- **Problem description**:
Please write what comes next in the question-and-answer piece on iFR and FFR below, picking up after its last sentence.

- **Document passage**:
Most important benefit of iFR is no need of adenosine and utility in serial lesion measurement post PCI.


Q
Cost? Considering since there is a sole company, there is almost a monopoly?
A.

The cost of iFR wire is similar to FFR wire which is around $650. Overall iFR procedure cost will be few hundred $ less then FFR measurement due to cost savings of adenosine (around $200) and 5-10 minutes of shorter procedure time. Despite being proprietary technology owned by Volcano and now Phillips, I doubt that iFR price will increase. It still needs to be approved by various insurances as FFR approval took 1-2 years after being used liberally post FAME trials.


Q
Are these two publications a death nail for FFR?
A.

I predict that overall use of physiological assessment will increase after these two iFR trials; recent ACC-NCDR data showed that only 28% of PCIs are being done with FFR guidance. iFR use will take away the issue of adenosine intolerance in 15-20% of cases.

Natural language region descriptions:
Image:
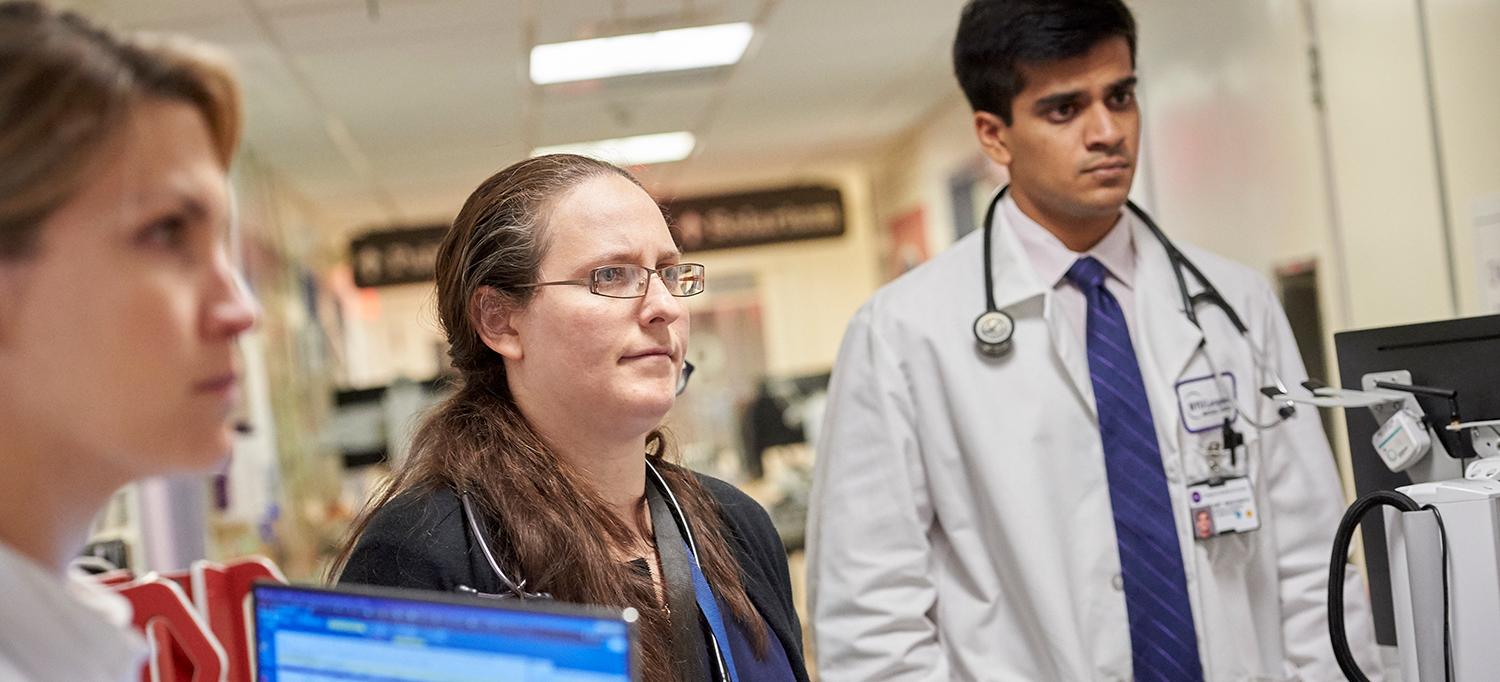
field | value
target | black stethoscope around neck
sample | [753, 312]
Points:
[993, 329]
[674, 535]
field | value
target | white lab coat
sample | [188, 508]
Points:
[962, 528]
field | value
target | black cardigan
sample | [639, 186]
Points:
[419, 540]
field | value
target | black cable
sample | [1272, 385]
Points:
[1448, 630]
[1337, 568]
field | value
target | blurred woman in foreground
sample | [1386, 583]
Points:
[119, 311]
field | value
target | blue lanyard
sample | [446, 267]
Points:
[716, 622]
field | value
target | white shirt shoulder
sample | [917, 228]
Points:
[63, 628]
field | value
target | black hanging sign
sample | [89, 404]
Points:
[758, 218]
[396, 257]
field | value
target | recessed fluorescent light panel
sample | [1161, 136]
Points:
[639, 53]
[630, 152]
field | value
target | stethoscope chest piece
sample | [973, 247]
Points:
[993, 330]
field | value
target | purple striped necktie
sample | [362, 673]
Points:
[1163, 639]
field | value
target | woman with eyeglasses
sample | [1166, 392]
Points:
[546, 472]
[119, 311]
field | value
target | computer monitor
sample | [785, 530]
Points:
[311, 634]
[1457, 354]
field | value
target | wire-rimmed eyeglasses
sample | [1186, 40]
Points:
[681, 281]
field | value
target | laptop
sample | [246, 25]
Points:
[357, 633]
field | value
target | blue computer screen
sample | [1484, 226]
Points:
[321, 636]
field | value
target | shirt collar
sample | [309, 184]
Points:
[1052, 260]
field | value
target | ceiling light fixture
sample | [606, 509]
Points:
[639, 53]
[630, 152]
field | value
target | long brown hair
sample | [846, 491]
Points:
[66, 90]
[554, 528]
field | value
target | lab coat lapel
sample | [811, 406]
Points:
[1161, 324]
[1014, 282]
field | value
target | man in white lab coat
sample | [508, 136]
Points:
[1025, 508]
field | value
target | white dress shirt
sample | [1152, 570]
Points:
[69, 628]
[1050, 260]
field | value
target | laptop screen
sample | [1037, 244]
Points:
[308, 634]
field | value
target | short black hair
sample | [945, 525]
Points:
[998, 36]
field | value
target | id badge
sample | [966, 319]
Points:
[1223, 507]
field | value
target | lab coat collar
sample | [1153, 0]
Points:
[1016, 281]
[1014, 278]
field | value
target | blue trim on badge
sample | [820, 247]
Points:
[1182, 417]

- **Reply to the task**:
Q
Or, these will be complimentary technologies?
A.

Both will be additive and complimentary as some will continue to use FFR and some will change to iFR or new start of the technique.


Q
Between the two, which is a better prognosticator?
A.

Based on these 2 major RCT, both are equal from prognosis and f/u MACE at 1 year point of view.


Q
Are the new AUC Guidelines a positive, a negative or neutral?
A.

New AUC guidelines for stable CAD is superb addition to this field as authors have addressed numerous outstanding issues encountered in daily practice and were lacking in the earlier documents.


Q
Is the reporting not too complicated?
A.

I agree that current report is slightly more complicated but more explicit also and we just need to retrain ourselves in the new classification.


Q
In a desire to self-regulate, is the pendulum not swinging too much towards curbing PCI?
A.

Actually pendulum is swinging against any revascularization (PCI or CABG) with special emphasis on MMT/GMT. This we have seen in NY state where both PCI and CABG are declining.


Q
Are we not over regulating? Is there a need for such severe self-reporting simply to arm insurers to deny coverage? You do not see such reporting in other specialties?
A.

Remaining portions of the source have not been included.